Исходный отрывок>
☆ ☆ ☆ ☆ ☆

Как напишет потом в своих воспоминаниях Василий Пронин, в Москве еще с 1939 года начали строить бомбоубежища и приспосабливать станции метрополитена к укрытию населения и помощи пострадавшим. Значит, руководство страны знало о неизбежности войны с Германией, и готовилось к тому, что на советскую столицу будут падать бомбы?

Судя по рассекреченным архивным документам, органы НКВД были предупреждены о начале германского нашествия гораздо раньше, чем армия и флот. Так, в Москве и области в ночь на 22 июня 1941 года всех сотрудников госбезопасности перевели на казарменное положение. Город еще спал, а по его улицам уже сновали туда-сюда машины с вооруженными чекистами. Согласно плану агентурно-оперативных мероприятий, в первый же день войны немедленному аресту в Москве подлежало 1077 человек.

В соответствии с разнарядкой только за шпионаж в пользу Германии, Италии и Японии было взято под стражу 257 человек. Все остальные были арестованы, как троцкисты и контрреволюционеры, к которым у советской власти не могло быть доверия в тяжелый час для страны. Сталин не хотел, чтобы в тылу у Красной Армии находились люди, которые могли стать основой вражеского подполья.

По адресам тех, кто стоял на оперативном учете, как антисоветские и уголовные элементы, начались обыски с целью выявления и изъятия листовок, оружия и боеприпасов. Лиц без гражданства и немецкой национальности при наличии компрометирующих материалов было приказано сразу же брать под арест.

В Москве еще только рассветало, а уже у всех мостов на шоссе, ведущих в город, была выставлена усиленная охрана для предотвращения диверсионных актов. Все эти упреждающие мероприятия проводились настолько скрытно, что некоторые иностранные дипломаты расценили воскресную тишину на московских улицах, как беспечность советского руководства и неготовность к решительным действиям.

Французский военный атташе в своей шифротелеграмме, отправленной вечером 22 июня 1941 года в Париж, не смог сдержать удивления от того спокойствия, с которым население Москвы встретило сообщение о нападении Германии на Советский Союз. Единственное, на что он обратил внимание — это длинные очереди в булочные и за керосином. Но это было уже ближе к вечеру. До полудня в советской столице размеренная мирная жизнь текла обычным чередом.

☆ ☆ ☆ ☆ ☆

Задача 1>
Перепечатайте без изменений всё в записях, начиная с их самого начала и вниз до строки с «left=64, top=318, right=111, bottom=347» включительно. Изображения в ответ не включайте.

☆ ☆ ☆ ☆ ☆

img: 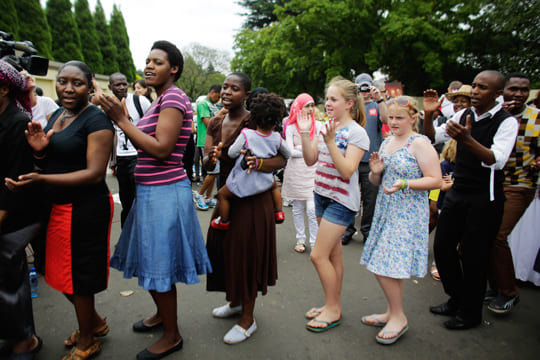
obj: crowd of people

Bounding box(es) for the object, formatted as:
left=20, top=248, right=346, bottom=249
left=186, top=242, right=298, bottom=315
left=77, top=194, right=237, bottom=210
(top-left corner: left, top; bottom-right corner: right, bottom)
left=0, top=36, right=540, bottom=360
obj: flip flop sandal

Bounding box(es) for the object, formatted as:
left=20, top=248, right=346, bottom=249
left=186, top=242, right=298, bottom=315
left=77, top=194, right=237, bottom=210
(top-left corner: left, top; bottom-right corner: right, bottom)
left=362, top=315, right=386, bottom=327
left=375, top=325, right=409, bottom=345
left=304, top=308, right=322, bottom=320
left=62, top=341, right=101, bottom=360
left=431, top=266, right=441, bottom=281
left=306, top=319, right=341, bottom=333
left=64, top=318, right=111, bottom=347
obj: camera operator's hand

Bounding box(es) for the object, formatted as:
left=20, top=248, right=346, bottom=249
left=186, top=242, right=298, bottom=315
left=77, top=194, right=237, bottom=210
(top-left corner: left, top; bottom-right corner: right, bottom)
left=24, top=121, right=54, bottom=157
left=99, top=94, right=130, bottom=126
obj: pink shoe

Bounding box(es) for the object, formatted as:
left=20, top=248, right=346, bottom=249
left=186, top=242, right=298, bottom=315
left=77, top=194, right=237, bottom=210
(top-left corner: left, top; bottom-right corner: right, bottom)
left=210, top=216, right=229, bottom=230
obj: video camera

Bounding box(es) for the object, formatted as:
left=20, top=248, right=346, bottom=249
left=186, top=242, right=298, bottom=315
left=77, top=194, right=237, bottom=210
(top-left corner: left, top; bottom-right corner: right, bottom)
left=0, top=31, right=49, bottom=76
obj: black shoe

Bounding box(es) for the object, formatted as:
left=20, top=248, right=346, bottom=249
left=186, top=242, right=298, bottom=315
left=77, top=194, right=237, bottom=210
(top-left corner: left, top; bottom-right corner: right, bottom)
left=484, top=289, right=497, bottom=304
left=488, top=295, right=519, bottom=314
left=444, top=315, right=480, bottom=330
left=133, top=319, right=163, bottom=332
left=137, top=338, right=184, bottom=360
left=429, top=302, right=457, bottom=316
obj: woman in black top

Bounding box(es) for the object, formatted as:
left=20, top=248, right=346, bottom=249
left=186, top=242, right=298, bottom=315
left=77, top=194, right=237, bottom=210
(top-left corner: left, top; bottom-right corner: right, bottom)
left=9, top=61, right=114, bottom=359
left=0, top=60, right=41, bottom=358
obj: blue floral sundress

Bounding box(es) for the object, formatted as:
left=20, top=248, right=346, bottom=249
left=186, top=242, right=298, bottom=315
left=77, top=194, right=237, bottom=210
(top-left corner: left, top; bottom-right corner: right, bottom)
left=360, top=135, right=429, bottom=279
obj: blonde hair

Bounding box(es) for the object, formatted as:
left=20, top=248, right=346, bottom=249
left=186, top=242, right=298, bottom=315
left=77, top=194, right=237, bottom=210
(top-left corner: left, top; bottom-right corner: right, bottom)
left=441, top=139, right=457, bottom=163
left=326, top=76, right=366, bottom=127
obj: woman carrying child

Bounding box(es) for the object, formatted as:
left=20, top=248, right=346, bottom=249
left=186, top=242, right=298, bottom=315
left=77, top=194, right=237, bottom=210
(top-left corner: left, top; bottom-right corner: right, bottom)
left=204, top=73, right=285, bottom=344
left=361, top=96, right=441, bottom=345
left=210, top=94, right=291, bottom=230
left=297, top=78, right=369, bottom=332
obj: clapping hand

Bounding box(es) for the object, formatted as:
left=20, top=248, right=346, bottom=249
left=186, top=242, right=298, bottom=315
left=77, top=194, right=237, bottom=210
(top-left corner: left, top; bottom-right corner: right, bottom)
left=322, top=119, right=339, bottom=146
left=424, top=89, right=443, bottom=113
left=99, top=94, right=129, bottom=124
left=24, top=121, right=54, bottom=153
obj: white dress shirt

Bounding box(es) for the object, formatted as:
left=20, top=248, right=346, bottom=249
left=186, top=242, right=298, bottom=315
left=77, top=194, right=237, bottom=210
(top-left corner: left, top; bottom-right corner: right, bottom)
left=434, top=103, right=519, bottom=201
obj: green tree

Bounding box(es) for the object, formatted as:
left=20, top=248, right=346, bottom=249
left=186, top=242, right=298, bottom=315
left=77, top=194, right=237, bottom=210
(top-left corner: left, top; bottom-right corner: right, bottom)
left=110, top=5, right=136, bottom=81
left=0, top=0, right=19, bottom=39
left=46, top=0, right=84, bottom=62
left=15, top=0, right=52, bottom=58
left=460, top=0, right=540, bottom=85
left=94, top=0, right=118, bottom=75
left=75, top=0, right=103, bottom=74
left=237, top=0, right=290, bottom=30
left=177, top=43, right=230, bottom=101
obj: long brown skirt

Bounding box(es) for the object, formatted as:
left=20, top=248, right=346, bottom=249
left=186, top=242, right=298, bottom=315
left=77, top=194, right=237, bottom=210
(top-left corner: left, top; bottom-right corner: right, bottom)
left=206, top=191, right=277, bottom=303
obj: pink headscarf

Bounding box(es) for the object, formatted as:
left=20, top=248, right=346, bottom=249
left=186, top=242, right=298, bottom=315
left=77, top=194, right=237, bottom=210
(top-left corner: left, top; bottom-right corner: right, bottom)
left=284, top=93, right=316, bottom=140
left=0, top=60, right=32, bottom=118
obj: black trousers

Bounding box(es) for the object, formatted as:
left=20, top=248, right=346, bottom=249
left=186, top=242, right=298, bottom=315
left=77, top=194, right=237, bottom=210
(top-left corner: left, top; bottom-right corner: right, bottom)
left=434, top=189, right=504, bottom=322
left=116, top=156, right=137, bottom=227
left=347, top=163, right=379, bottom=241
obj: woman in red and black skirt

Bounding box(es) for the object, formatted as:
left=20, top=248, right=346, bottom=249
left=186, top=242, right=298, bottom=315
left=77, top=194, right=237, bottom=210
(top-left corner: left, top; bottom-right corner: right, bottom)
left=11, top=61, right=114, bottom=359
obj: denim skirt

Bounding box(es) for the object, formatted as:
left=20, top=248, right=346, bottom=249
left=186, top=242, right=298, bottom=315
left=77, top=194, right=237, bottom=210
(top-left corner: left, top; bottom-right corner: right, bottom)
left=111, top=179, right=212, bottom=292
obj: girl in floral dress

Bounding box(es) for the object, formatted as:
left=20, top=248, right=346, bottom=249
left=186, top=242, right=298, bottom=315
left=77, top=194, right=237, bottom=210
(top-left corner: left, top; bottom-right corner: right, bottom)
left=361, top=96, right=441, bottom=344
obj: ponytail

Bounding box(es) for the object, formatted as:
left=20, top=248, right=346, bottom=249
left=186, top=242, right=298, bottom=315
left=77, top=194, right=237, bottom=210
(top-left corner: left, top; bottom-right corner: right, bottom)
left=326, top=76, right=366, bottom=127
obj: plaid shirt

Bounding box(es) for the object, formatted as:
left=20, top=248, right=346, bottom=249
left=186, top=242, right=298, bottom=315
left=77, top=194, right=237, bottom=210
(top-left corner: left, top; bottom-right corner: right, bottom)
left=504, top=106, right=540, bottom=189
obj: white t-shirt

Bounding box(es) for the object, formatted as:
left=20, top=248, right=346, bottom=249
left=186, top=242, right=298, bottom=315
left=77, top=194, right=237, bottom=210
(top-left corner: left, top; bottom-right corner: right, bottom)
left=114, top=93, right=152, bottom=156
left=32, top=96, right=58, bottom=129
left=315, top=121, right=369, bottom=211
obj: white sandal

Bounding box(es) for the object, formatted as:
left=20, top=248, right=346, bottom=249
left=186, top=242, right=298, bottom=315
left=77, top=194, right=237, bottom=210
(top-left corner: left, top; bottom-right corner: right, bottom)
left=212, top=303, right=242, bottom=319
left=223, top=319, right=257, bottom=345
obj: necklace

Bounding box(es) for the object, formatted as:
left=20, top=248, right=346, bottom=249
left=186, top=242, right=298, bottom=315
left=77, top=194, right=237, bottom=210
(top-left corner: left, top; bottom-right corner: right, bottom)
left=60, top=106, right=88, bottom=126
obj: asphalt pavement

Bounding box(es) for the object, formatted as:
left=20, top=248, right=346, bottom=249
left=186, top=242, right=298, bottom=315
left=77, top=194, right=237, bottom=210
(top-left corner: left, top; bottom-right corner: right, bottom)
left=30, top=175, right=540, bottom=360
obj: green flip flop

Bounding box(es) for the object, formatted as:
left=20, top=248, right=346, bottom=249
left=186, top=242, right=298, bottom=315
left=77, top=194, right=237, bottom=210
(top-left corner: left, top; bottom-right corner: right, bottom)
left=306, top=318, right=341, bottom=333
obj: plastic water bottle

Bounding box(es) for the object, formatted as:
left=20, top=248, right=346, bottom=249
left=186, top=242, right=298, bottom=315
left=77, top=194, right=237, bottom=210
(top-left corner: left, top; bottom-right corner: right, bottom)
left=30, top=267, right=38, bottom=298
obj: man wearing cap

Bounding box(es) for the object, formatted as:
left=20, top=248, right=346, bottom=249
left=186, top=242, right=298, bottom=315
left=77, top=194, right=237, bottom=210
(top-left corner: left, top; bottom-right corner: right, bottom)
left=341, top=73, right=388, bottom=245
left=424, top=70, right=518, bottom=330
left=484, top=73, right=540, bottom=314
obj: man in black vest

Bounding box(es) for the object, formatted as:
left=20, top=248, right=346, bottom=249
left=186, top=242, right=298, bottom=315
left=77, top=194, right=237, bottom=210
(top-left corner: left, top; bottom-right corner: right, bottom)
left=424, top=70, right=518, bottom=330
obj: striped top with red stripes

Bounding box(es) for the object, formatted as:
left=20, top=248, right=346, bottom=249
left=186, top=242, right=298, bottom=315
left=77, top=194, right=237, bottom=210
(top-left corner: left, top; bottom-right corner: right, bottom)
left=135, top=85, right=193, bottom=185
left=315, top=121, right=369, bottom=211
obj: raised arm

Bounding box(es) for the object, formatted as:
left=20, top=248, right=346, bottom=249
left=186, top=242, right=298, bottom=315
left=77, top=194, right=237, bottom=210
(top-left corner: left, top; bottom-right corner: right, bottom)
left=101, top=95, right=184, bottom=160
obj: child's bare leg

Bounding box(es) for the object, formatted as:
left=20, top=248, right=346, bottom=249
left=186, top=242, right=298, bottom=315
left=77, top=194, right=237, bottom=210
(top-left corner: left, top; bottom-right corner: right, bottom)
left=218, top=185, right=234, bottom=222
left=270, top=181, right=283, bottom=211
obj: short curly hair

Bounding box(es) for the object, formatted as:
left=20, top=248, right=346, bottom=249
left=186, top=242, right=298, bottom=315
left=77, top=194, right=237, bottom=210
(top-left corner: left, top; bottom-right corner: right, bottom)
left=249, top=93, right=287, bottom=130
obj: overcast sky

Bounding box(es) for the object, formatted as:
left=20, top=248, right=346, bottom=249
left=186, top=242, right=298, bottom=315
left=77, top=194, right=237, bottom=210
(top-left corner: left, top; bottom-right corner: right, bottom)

☆ ☆ ☆ ☆ ☆

Задача 2>
Сколько человек в Москве, согласно отрывку, подлежало немедленному аресту в первый же день войны по плану агентурно-оперативных мероприятий?

Письменное решение 1>
img: 
obj: crowd of people

Bounding box(es) for the object, formatted as:
left=20, top=248, right=346, bottom=249
left=186, top=242, right=298, bottom=315
left=77, top=194, right=237, bottom=210
(top-left corner: left, top; bottom-right corner: right, bottom)
left=0, top=36, right=540, bottom=360
obj: flip flop sandal

Bounding box(es) for the object, formatted as:
left=20, top=248, right=346, bottom=249
left=186, top=242, right=298, bottom=315
left=77, top=194, right=237, bottom=210
(top-left corner: left, top; bottom-right corner: right, bottom)
left=362, top=315, right=386, bottom=327
left=375, top=325, right=409, bottom=345
left=304, top=308, right=322, bottom=320
left=62, top=341, right=101, bottom=360
left=431, top=266, right=441, bottom=281
left=306, top=319, right=341, bottom=333
left=64, top=318, right=111, bottom=347

Письменное решение 2>
1077 человек.